#### [EXCERPT PROVIDED]
· · · ·

The 32-year-old Minnesotan content producer came up with nine new terms for the "mom pooch": Uterus Fanny Pack, Hoo-ha Hat, Body Baker, Miracle Maker, Organ Overalls, Ovary Overcoat, Fallopian Frock, Lovin’ Oven, and Mighty Magic Muffin.
According to Vondrachek, she purposefully added several names that weren't connected to childbirth. "So many women carry weight there," she explained. "Our fat just sort of naturally gathers there. Why should we have to fight our bodies? Why should we feel less beautiful for the ways in which our bodies have changed? We should feel more confident—more beautiful for what our body has done."
The onslaught of physical changes following childbirth—including hair loss, puffiness, loose skin, spider veins, scars, and stretch marks—can really be overwhelming for some. New mothers often purchase bigger clothing, hold their chins at specific angles in photographs and discover a newfound interest in Photoshop. But concealing and posturing so much may get tiresome and crippling self-doubt can set in.
Because of this, more and more women are choosing to celebrate their bulging tummies, stretch marks, and C-section scars instead of trying to hide their new bodies from the rest of the world. "It's so empowering to see women accepting their bodies," said Julie Worthy, a Georgia photographer who captures real, raw images of postpartum women. "I think the key to acceptance is to realize what our bodies created. We have those amazing, wonderful, perfect babies in our arms...Those scars and stretch marks are proof of the life I created."

· · · ·

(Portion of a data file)

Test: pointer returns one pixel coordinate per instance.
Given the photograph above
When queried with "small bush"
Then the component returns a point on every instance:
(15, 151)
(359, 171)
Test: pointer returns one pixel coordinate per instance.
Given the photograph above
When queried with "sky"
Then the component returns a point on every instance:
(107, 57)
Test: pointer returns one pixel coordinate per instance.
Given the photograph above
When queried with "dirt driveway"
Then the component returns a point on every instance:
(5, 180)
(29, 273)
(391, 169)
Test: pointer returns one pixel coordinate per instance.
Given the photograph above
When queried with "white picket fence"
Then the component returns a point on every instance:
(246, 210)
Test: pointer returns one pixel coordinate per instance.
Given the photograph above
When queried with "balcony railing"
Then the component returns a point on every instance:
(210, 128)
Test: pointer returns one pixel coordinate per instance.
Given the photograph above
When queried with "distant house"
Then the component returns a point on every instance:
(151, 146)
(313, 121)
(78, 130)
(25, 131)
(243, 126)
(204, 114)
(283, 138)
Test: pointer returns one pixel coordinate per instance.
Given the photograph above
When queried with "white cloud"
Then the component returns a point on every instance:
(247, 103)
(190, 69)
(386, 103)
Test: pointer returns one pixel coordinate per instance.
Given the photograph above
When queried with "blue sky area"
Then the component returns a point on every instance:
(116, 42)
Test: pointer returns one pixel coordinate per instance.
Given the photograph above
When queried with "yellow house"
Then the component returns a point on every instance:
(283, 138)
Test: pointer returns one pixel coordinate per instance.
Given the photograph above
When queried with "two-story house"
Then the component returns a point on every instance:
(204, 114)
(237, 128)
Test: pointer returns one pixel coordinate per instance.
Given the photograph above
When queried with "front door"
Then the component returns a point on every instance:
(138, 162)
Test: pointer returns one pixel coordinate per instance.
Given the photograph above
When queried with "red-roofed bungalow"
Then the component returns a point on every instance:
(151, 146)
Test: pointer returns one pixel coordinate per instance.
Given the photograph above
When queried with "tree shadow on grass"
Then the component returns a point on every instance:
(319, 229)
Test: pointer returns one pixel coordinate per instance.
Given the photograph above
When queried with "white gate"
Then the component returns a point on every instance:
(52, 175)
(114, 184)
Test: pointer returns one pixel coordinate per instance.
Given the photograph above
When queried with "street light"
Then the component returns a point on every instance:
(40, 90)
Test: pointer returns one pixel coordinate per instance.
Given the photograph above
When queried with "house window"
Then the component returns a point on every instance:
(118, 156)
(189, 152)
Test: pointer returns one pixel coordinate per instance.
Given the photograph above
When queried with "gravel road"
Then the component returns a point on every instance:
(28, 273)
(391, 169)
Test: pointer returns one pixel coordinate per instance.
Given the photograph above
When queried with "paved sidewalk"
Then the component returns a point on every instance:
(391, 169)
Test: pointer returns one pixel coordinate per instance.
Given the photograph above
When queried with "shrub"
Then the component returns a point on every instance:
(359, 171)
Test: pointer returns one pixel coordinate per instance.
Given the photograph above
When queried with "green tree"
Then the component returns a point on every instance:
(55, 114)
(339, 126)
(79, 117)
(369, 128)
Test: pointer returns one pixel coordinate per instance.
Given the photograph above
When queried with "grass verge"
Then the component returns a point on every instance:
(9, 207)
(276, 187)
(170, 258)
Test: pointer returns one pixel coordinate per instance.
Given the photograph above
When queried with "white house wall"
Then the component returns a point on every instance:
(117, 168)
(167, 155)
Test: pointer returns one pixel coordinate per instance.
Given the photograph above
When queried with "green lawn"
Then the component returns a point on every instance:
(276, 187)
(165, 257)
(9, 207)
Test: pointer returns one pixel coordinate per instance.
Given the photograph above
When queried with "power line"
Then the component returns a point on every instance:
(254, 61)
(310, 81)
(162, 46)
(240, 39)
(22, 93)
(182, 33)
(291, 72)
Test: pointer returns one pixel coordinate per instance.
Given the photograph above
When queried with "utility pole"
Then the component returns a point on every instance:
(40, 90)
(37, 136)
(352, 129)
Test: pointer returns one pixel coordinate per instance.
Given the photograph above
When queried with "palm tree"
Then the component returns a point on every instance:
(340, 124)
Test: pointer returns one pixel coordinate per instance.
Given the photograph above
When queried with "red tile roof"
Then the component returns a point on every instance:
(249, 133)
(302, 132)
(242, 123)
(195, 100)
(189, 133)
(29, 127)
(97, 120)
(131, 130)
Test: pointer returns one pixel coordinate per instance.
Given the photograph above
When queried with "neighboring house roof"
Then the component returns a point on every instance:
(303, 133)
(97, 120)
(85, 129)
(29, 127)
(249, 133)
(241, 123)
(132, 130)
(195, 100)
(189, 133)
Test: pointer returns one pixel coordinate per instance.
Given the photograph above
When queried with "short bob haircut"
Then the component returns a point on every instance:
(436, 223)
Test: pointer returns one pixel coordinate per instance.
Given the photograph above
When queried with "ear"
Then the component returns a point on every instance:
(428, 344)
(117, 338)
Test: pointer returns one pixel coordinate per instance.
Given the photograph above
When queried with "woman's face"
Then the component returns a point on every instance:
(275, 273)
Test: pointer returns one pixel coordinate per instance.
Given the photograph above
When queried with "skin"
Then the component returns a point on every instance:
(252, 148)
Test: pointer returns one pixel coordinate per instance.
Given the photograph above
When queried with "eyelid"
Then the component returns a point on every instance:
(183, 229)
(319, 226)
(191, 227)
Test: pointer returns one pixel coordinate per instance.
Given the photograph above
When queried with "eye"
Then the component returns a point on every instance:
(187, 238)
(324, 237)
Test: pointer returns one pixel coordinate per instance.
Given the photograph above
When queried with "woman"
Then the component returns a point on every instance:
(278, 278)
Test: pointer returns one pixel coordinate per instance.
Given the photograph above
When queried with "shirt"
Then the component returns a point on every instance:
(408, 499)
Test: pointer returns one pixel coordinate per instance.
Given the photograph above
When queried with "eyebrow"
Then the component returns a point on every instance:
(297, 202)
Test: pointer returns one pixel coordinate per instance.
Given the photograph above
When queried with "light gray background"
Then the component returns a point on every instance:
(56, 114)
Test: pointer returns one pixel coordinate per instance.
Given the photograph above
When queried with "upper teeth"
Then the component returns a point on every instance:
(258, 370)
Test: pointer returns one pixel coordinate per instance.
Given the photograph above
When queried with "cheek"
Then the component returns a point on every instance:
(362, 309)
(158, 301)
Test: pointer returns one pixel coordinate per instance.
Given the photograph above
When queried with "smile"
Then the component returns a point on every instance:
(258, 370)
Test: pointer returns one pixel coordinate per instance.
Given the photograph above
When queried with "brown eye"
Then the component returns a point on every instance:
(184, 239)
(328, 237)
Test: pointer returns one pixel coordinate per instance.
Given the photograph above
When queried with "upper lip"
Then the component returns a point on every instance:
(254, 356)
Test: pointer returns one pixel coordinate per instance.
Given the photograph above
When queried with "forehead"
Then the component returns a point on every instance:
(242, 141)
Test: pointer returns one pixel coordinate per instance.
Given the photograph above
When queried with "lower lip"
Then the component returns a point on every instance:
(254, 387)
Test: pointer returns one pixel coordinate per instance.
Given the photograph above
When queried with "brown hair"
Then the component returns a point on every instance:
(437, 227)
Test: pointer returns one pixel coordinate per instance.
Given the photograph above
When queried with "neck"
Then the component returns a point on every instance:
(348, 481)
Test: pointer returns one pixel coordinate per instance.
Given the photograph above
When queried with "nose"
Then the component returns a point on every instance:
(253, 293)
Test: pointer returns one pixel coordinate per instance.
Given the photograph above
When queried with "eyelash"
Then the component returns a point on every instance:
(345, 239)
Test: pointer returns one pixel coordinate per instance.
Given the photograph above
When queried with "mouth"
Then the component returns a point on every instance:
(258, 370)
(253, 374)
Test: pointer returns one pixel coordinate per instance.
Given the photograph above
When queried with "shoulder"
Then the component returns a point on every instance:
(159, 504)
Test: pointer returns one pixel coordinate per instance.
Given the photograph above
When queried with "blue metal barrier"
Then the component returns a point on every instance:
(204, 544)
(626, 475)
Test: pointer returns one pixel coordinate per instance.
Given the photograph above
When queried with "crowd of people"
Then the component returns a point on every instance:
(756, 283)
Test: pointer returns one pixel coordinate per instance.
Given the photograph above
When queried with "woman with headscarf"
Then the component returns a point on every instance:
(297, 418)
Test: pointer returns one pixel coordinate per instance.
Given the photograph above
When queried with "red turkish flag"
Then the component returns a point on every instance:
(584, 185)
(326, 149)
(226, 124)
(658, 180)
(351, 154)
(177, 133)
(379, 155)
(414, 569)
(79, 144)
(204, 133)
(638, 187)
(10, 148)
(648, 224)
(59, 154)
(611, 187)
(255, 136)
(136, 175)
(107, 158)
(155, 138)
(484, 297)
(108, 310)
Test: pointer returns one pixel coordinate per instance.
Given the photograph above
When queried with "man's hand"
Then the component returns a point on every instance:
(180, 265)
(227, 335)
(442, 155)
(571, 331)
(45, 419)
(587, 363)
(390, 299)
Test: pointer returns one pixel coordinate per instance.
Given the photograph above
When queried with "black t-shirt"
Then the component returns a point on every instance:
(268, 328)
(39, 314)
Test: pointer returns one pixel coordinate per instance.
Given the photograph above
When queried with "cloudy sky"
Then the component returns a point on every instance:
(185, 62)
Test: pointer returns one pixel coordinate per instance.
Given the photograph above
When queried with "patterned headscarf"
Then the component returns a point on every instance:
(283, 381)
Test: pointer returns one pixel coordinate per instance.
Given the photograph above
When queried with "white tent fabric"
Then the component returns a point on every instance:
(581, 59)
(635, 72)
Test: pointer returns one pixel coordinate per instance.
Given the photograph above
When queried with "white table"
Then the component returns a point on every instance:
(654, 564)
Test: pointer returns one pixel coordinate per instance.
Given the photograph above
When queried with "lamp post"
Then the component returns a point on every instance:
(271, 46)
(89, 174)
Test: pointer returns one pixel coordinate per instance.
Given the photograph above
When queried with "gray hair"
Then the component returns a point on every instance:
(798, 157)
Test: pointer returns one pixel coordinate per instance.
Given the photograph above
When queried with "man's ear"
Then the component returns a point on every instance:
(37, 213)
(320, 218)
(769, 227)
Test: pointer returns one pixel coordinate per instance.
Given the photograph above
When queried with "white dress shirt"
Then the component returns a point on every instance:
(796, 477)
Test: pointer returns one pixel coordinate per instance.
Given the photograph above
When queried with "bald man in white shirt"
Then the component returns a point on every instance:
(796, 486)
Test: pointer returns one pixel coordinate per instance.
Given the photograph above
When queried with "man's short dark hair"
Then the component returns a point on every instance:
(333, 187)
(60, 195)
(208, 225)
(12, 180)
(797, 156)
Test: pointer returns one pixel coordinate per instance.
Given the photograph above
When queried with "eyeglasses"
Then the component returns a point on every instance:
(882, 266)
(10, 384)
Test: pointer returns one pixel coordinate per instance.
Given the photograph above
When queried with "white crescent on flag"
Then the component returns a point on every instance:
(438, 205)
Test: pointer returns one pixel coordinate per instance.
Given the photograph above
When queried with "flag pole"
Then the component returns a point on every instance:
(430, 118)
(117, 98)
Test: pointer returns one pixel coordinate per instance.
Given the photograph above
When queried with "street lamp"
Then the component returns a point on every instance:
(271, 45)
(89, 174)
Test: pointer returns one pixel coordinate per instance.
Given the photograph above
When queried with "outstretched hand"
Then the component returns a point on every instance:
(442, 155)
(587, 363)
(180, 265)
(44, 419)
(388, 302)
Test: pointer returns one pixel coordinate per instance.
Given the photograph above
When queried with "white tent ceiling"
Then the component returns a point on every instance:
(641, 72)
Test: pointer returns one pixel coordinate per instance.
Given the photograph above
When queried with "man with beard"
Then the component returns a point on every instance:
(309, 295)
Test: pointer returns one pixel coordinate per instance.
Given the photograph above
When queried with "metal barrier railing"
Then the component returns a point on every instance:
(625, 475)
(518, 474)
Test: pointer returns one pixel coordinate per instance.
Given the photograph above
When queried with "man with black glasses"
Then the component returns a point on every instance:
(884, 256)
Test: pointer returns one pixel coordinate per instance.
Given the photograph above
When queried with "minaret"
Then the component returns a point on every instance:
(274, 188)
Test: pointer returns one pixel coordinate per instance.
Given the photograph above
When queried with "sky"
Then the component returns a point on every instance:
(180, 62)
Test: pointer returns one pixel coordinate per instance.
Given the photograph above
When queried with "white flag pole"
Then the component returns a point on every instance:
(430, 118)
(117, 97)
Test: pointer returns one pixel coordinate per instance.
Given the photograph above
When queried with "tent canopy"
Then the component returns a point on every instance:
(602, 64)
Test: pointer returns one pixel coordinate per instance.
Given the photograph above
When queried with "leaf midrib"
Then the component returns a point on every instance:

· · · ·

#### [WHAT TO DO]
• 1. Please report how many lines of the entries contain the string "gray", treating case as significant, and give only the number.
• 2. Write the next part of the article on postpartum body acceptance, picking up after its final sentence.
The entries have no connection to the article on postpartum body acceptance.

#### [ANSWERS BY TASK]
• 1. 2

• 2.
Worthy opened a maternity and infant photography studio in Augusta, Georgia, in 2016. She soon realized that almost every new mother she saw was dealing with the same problems. "They'd all want these beautiful, smoothed-over, perfect portraits of themselves. Even though I'm giving them this perfect picture, it is not reality. This is NOT what postpartum looks like," she said.
Since then, Worthy has focused on taking photos of new mothers who are not just genuine but also genuinely beautiful. The experience, according to the new moms, goes from horrifying to empowering in a matter of minutes. Similarly, Janie Porter, a former TV news reporter and anchor, has made a point of posting real images of herself online. "We can use social media to show reality," said the 37-year-old of St. Petersburg, Florida. "That's a huge passion of mine. Let's normalize a normal body."